**Given request:**
Extract every line of the entries below verbatim, leaving out the pictures.
►
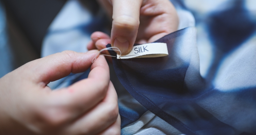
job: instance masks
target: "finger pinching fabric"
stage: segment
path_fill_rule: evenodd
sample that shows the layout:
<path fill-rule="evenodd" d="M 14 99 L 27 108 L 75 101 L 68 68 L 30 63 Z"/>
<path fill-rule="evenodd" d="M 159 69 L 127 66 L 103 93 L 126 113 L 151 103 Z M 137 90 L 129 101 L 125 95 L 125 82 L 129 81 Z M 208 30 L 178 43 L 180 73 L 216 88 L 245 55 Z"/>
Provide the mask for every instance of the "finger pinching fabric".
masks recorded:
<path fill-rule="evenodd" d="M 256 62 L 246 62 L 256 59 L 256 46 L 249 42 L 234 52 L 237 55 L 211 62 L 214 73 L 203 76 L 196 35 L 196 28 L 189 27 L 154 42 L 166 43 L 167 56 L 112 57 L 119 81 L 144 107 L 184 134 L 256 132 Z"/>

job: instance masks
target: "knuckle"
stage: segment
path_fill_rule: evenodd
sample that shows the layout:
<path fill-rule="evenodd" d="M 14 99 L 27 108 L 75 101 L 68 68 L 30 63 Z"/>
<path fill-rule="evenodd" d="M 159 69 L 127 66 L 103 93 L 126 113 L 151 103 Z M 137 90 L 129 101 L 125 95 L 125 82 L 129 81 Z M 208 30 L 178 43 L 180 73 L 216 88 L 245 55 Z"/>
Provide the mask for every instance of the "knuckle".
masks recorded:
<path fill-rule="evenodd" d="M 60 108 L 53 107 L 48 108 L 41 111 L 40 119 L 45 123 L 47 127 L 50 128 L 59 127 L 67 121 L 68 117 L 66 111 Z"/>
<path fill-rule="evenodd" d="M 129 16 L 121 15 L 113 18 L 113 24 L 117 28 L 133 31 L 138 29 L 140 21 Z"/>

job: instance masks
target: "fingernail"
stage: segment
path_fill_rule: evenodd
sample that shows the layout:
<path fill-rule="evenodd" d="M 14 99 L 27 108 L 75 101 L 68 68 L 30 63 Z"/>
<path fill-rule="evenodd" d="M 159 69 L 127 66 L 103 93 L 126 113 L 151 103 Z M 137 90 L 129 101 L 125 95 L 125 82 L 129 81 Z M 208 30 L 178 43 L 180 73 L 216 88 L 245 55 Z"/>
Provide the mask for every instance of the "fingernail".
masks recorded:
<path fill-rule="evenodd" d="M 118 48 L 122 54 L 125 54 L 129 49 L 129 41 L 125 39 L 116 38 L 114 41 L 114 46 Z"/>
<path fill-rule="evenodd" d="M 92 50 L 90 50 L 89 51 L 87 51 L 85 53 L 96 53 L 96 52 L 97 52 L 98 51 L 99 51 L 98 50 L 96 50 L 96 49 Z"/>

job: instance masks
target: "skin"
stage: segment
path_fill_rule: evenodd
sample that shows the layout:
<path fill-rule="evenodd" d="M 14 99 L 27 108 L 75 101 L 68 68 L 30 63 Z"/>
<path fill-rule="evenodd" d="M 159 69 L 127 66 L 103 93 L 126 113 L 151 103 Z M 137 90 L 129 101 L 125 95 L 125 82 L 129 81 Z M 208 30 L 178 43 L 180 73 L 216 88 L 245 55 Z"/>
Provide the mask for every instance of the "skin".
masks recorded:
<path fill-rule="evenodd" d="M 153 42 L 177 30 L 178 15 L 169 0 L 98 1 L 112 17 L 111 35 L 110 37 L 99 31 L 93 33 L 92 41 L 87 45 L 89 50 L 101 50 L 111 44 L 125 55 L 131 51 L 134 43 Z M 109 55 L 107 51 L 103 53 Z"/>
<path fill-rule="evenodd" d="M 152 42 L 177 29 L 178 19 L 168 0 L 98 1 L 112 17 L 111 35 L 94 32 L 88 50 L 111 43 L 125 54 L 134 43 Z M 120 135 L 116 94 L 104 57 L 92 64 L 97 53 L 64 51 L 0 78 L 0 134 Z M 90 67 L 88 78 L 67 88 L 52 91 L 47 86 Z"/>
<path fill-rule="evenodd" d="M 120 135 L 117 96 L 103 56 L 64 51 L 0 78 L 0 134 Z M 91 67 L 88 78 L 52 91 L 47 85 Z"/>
◄
**Reply to the exercise:**
job: instance masks
target: "finger pinching fabric"
stage: segment
path_fill_rule: evenodd
sample that shows the layout:
<path fill-rule="evenodd" d="M 14 99 L 27 108 L 75 101 L 68 68 L 30 63 Z"/>
<path fill-rule="evenodd" d="M 159 69 L 127 66 L 103 93 L 126 113 L 151 103 Z M 137 90 L 129 101 L 125 95 L 125 82 L 129 81 Z M 208 30 L 178 43 L 180 73 L 216 88 L 245 55 Z"/>
Provide the mask for every instance of the "finger pinching fabric".
masks recorded:
<path fill-rule="evenodd" d="M 256 62 L 246 62 L 256 59 L 256 46 L 249 42 L 234 52 L 237 55 L 211 62 L 214 73 L 203 76 L 196 35 L 196 28 L 189 27 L 154 42 L 166 43 L 167 56 L 112 57 L 119 81 L 144 107 L 184 134 L 256 132 Z"/>

job: instance masks
target: "knuckle"
stage: segment
path_fill_rule: evenodd
sample that shows the layout:
<path fill-rule="evenodd" d="M 14 99 L 27 108 L 75 101 L 68 68 L 30 63 Z"/>
<path fill-rule="evenodd" d="M 159 69 L 127 66 L 103 93 L 126 113 L 151 103 Z M 137 90 L 129 101 L 125 95 L 125 82 L 129 81 Z M 208 30 L 178 43 L 180 73 L 216 88 L 245 55 Z"/>
Provide the mask for every instance of the "knuckle".
masks recorded:
<path fill-rule="evenodd" d="M 60 108 L 53 107 L 48 108 L 41 111 L 40 119 L 45 123 L 47 127 L 50 128 L 59 127 L 67 121 L 68 117 L 66 111 Z"/>
<path fill-rule="evenodd" d="M 129 16 L 121 15 L 113 18 L 113 24 L 117 28 L 133 31 L 138 29 L 140 21 Z"/>

job: instance masks
target: "fingernail"
stage: segment
path_fill_rule: evenodd
sample that shows the layout:
<path fill-rule="evenodd" d="M 14 99 L 27 108 L 75 101 L 68 68 L 30 63 Z"/>
<path fill-rule="evenodd" d="M 159 69 L 127 66 L 103 93 L 126 113 L 151 103 Z M 137 90 L 129 101 L 125 95 L 125 82 L 129 81 Z M 208 30 L 178 43 L 180 73 L 216 88 L 245 55 Z"/>
Provide the mask for every instance of the "fingernail".
masks recorded:
<path fill-rule="evenodd" d="M 118 48 L 122 54 L 125 54 L 129 49 L 129 41 L 125 39 L 116 38 L 114 41 L 114 46 Z"/>
<path fill-rule="evenodd" d="M 92 50 L 90 50 L 89 51 L 87 51 L 85 53 L 96 53 L 96 52 L 97 52 L 98 51 L 99 51 L 98 50 L 96 50 L 96 49 Z"/>

job: instance masks
target: "skin"
stage: segment
path_fill_rule: evenodd
sample that shows the layout:
<path fill-rule="evenodd" d="M 14 99 L 27 108 L 75 101 L 68 68 L 30 63 Z"/>
<path fill-rule="evenodd" d="M 159 69 L 127 66 L 103 93 L 126 113 L 151 103 Z M 137 90 L 129 101 L 125 95 L 125 82 L 129 81 Z M 208 30 L 178 43 L 180 73 L 216 88 L 245 55 Z"/>
Provide the mask for every instance of the "skin".
masks recorded:
<path fill-rule="evenodd" d="M 153 42 L 177 30 L 178 15 L 169 0 L 98 1 L 112 17 L 111 35 L 110 37 L 99 31 L 93 33 L 92 41 L 87 45 L 89 50 L 101 50 L 111 44 L 125 55 L 131 51 L 134 43 Z M 109 55 L 107 51 L 103 53 Z"/>
<path fill-rule="evenodd" d="M 152 42 L 177 29 L 178 19 L 168 0 L 98 1 L 112 17 L 111 35 L 94 32 L 88 50 L 111 43 L 125 54 L 134 43 Z M 120 135 L 116 94 L 104 57 L 92 64 L 97 53 L 64 51 L 0 78 L 0 134 Z M 90 67 L 88 78 L 67 88 L 52 91 L 47 86 Z"/>
<path fill-rule="evenodd" d="M 120 135 L 117 96 L 103 56 L 64 51 L 0 78 L 0 134 Z M 91 67 L 88 78 L 52 91 L 47 85 Z"/>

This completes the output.